- _Activity_: When scanning the data, count every line with "railway" in it, and report only the resulting number.

- _Data excerpts_:
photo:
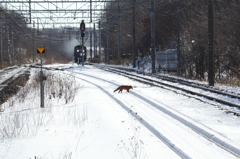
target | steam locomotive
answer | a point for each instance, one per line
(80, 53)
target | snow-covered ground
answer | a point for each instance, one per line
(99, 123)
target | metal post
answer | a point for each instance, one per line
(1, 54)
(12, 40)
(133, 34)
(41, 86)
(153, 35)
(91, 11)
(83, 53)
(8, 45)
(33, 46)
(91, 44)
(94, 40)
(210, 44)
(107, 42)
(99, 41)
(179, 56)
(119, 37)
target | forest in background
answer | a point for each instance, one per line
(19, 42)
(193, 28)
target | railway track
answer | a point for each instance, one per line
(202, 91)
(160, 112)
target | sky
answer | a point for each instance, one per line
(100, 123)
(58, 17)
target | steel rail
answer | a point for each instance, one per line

---

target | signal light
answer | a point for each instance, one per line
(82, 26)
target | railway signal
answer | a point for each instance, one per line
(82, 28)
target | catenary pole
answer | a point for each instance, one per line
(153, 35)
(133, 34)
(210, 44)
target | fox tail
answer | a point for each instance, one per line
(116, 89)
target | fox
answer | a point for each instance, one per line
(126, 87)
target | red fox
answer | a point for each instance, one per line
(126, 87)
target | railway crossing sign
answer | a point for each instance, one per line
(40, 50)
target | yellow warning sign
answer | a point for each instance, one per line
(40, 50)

- _Task result_: 3